— Problem statement —
Transcribe exactly, and only, the lines that run from the one containing "for the ranunculus" through the end of the records.

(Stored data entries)
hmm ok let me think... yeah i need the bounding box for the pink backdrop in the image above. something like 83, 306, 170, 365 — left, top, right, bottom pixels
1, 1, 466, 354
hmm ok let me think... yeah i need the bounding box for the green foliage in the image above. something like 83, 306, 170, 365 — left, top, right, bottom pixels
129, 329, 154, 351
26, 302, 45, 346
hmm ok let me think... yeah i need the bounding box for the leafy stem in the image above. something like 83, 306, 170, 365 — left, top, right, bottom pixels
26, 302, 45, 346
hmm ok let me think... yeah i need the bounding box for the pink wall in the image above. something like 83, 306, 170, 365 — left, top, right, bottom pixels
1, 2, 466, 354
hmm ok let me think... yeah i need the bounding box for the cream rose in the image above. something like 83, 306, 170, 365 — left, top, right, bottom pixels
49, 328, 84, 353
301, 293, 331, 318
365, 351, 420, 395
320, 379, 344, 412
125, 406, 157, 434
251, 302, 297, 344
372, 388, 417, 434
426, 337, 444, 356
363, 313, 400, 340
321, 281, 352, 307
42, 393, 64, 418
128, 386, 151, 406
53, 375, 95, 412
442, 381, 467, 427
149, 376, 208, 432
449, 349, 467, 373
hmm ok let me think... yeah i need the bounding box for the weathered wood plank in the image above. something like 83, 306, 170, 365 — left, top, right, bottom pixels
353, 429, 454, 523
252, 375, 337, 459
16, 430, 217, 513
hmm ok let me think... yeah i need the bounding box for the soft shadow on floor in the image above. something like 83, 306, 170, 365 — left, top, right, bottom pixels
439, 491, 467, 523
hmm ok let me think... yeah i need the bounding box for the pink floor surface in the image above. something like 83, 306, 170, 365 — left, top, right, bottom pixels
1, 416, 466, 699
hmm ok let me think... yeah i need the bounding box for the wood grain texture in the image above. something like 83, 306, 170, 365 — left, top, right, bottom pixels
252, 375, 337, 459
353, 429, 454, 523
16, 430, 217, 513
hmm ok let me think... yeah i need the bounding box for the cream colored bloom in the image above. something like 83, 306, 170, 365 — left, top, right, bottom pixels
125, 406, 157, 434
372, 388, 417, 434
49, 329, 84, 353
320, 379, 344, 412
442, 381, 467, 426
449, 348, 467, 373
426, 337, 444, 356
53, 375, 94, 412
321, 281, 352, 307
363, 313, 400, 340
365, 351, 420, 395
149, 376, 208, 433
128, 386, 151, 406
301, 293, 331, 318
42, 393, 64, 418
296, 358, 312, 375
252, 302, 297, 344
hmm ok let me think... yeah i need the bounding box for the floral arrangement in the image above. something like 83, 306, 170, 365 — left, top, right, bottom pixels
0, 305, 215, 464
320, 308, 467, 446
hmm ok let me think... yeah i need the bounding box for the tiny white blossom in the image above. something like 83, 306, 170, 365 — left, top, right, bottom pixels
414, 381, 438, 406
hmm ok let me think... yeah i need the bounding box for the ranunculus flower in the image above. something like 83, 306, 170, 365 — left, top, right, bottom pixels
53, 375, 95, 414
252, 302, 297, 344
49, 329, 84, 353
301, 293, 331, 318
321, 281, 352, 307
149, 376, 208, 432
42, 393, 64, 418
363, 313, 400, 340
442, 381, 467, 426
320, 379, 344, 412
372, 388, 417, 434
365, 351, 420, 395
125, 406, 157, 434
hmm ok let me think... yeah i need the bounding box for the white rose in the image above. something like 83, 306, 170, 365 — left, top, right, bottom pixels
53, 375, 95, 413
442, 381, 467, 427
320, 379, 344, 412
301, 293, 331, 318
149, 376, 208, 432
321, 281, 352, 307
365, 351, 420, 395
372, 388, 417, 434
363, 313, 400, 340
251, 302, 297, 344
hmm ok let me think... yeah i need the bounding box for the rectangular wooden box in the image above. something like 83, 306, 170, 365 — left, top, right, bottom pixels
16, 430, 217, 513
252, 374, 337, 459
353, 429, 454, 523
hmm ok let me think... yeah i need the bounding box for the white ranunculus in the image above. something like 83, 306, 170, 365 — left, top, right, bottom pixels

— Response area —
hmm ok let me think... yeah i need the bounding box for the ranunculus flower in the image above. something like 83, 306, 170, 365 — left, top, right, bottom pixels
53, 375, 95, 414
252, 302, 297, 344
49, 329, 84, 353
301, 293, 331, 318
321, 281, 352, 307
149, 376, 208, 432
42, 393, 64, 418
363, 313, 400, 340
442, 381, 467, 426
320, 379, 344, 412
372, 388, 417, 434
365, 351, 420, 395
125, 406, 157, 434
hmm ok let me think... yeah i need the bounding box for the white rose in the image above. something like 83, 306, 170, 365 — left, top, right, bottom pixels
53, 375, 95, 413
442, 381, 467, 427
320, 379, 344, 412
301, 293, 331, 318
149, 376, 208, 432
321, 281, 352, 307
365, 351, 420, 395
372, 388, 417, 434
363, 313, 400, 340
251, 302, 297, 344
hmm ok let me think... yeah i need the bounding box for the rectangular wooden box in the image above. something like 83, 306, 170, 365 — left, top, right, bottom pixels
16, 430, 217, 513
252, 374, 337, 459
353, 429, 454, 523
hmm ok let me think... yeah i need the bounding box for the white ranunculus in the image above. something like 83, 306, 170, 365 — left, top, right, bottom pixels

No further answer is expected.